RECORDS SHOWN =>
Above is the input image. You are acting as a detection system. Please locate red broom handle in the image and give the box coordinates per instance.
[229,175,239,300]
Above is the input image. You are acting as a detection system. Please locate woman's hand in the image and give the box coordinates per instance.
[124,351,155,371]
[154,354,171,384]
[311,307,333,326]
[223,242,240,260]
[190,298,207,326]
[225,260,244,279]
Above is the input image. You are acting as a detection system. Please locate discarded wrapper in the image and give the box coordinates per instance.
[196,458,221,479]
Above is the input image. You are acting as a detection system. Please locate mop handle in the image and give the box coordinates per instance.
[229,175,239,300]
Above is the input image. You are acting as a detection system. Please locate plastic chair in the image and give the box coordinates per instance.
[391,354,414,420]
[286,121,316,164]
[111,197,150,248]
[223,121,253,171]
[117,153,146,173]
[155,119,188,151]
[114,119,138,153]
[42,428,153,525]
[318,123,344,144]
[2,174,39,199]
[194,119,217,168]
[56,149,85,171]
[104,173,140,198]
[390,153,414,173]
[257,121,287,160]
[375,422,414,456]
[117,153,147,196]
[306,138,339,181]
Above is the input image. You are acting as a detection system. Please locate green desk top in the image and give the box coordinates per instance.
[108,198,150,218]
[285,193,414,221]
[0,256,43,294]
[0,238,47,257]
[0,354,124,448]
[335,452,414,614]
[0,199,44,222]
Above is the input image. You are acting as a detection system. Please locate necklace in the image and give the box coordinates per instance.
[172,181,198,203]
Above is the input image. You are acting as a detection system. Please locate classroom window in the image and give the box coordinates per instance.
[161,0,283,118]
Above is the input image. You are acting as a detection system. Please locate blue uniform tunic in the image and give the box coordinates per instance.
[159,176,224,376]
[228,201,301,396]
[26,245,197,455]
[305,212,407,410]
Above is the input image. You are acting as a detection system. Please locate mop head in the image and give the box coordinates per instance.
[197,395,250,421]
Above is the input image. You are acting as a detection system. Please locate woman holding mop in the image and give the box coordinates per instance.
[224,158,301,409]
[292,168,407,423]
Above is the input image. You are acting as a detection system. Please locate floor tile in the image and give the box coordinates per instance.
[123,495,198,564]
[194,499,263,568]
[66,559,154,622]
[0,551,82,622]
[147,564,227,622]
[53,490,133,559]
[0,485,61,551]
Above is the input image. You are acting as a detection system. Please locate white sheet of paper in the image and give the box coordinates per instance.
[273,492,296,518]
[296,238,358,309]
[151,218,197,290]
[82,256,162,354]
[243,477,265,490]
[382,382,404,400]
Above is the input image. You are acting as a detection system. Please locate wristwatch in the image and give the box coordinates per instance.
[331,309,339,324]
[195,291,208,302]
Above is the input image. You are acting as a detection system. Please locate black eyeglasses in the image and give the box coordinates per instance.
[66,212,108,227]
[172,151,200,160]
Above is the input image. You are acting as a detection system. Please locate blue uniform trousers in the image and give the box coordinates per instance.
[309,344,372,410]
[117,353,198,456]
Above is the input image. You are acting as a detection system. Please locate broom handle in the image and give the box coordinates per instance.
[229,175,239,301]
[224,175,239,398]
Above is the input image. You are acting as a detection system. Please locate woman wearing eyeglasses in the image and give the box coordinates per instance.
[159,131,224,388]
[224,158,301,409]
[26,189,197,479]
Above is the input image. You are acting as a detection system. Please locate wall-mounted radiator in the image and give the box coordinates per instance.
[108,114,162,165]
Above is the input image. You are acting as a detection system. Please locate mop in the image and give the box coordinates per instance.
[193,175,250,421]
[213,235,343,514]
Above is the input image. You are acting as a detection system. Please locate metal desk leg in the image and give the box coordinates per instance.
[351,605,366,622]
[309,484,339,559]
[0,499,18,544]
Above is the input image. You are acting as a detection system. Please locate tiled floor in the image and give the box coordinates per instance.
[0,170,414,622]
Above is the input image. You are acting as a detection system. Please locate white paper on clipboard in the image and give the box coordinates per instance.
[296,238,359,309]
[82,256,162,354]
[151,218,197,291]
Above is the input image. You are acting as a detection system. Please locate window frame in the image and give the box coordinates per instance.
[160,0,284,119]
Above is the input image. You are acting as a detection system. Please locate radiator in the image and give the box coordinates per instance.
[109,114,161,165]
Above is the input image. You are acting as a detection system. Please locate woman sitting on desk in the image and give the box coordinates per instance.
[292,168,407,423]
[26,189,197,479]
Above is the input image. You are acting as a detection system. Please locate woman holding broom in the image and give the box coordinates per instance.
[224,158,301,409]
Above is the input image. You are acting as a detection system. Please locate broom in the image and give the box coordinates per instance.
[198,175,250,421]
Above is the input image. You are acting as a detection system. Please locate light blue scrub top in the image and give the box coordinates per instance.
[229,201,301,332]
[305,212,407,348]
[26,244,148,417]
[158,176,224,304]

EXERCISE DESCRIPTION => Please turn the records into a numbered list, from their first line up to and including the line with "[305,212,407,410]", and skip any blank lines.

SOLUTION TO THIS EXERCISE =>
1. Above is the input image. You are acting as a detection system. Please locate red broom handle in the image and give the box coordinates per instance.
2. [229,175,239,300]
3. Above is the input image. You are acting as a detection system. Please locate woman's hand in the image and give the box coordinates per instance.
4. [124,351,155,371]
5. [154,354,171,384]
6. [311,307,333,326]
7. [223,242,240,260]
8. [190,298,207,326]
9. [225,260,244,279]
10. Above is the input image. You are acting as a detection system. Please locate discarded wrapper in the image and give the box coordinates per instance.
11. [196,458,221,479]
12. Above is the input image. You are acting as a detection system. Please locate mop handle in the image and give the box coordinates per instance.
13. [229,175,239,300]
14. Above is the input image. You are acting as a detection system. Please locate plastic chair in the image and give the box coordinates per instance.
15. [391,354,414,420]
16. [286,121,316,164]
17. [111,197,150,248]
18. [223,121,253,171]
19. [117,153,146,173]
20. [155,119,188,151]
21. [114,119,138,153]
22. [42,428,153,525]
23. [318,123,344,144]
24. [2,174,39,199]
25. [194,119,217,168]
26. [56,149,85,171]
27. [104,173,140,198]
28. [390,153,414,173]
29. [257,121,287,160]
30. [375,422,414,456]
31. [117,153,147,196]
32. [306,138,339,181]
33. Above is the input image. You are acting as a detection system. Please locate green desk top in the image and give the box coordinates per instance.
34. [108,198,150,218]
35. [285,193,414,221]
36. [0,256,43,294]
37. [0,238,47,257]
38. [0,354,124,448]
39. [335,452,414,614]
40. [0,199,44,222]
41. Above is the input image. You are acting as a detection system. Please locate necklace in the image and give the box coordinates per instance.
42. [172,181,198,203]
43. Above is the input image. You are acting as a detection system. Please locate classroom window in the image and give the box coordinates per instance.
44. [161,0,283,118]
45. Above is the input image. You are acting as a detection system. Please locate blue uniform tunic in the image and give the box coordinates per instance.
46. [159,176,224,376]
47. [228,201,301,396]
48. [26,245,197,455]
49. [305,212,407,410]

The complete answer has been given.